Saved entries
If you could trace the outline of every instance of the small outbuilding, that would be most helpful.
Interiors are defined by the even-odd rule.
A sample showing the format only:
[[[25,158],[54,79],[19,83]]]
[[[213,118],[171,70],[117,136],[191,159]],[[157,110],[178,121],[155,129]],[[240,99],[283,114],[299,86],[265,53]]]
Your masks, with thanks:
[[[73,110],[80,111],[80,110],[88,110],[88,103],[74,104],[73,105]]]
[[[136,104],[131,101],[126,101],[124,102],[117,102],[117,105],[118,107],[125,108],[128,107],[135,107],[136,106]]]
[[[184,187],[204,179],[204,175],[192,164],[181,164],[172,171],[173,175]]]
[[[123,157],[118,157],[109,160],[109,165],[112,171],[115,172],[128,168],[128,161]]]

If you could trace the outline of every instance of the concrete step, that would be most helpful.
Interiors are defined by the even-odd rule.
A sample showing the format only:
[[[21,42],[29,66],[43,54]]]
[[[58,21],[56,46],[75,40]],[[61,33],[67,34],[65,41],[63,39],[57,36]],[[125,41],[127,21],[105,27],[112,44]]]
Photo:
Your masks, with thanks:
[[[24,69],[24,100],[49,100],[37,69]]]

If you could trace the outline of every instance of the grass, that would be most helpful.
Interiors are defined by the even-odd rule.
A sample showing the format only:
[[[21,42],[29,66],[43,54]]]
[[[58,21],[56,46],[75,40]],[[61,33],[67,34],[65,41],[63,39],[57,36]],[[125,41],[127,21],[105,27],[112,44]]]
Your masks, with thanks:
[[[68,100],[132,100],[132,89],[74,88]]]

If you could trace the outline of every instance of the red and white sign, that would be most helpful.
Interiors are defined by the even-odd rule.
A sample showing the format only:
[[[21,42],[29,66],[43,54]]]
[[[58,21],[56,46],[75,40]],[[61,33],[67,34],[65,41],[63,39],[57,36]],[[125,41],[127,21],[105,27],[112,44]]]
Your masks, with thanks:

▸ **Direction**:
Please put every line of the records above into a Markdown table with the columns "No." and "Text", numbering the rows and leaving out blank lines.

▸ **Expected answer**:
| No. | Text |
|---|---|
| 1 | If you could trace the outline of every instance of the small outbuilding, that would be most helpful. |
| 2 | Interiors are defined by the even-odd rule. |
| 3 | A sample showing the format only: |
| 4 | [[[25,158],[54,79],[19,83]]] |
| 5 | [[[213,118],[171,70],[117,136],[191,159]],[[157,110],[178,121],[155,129]],[[240,99],[283,114],[299,86],[265,53]]] |
| 6 | Your masks, with thanks: |
| 7 | [[[73,110],[80,111],[80,110],[88,110],[88,103],[74,104],[73,105]]] |
| 8 | [[[136,104],[131,101],[126,101],[124,102],[117,102],[117,105],[118,107],[125,108],[128,107],[135,107],[136,106]]] |
| 9 | [[[184,187],[204,179],[204,175],[192,164],[181,164],[172,171],[173,175]]] |
| 10 | [[[123,157],[118,157],[109,160],[109,165],[112,171],[115,172],[128,168],[128,161]]] |
| 11 | If you could trace the outline of every instance of the concrete step, that would be most helpful. |
| 12 | Interiors are defined by the even-odd rule. |
| 13 | A sample showing the format only: |
| 14 | [[[21,42],[29,66],[43,54]]] |
| 15 | [[[58,21],[56,46],[75,40]],[[61,33],[67,34],[65,41],[63,39],[57,36]],[[125,41],[127,21],[105,27],[112,44]]] |
| 16 | Photo: |
| 17 | Your masks, with thanks: |
| 18 | [[[24,69],[24,100],[49,100],[37,69]]] |
| 19 | If you could trace the outline of every instance of the grass, that would be most helpful. |
| 20 | Interiors are defined by the even-odd rule. |
| 21 | A sample showing the format only: |
| 22 | [[[21,42],[29,66],[43,54]]] |
| 23 | [[[58,21],[56,46],[75,40]],[[61,33],[67,34],[65,41],[63,39],[57,36]],[[125,41],[127,21],[105,27],[112,44]]] |
| 24 | Your masks, with thanks: |
| 25 | [[[68,100],[132,100],[132,89],[74,88]]] |
| 26 | If you could trace the outline of every instance of the red and white sign, that would be most helpful. |
| 27 | Interiors are defined by the even-odd rule. |
| 28 | A sample showing the format only: |
| 29 | [[[21,42],[29,66],[43,54]]] |
| 30 | [[[58,21],[56,46],[75,40]],[[61,33],[67,34],[65,41],[63,39],[57,36]],[[125,41],[127,21],[105,27],[112,44]]] |
| 31 | Your masks, with thanks: |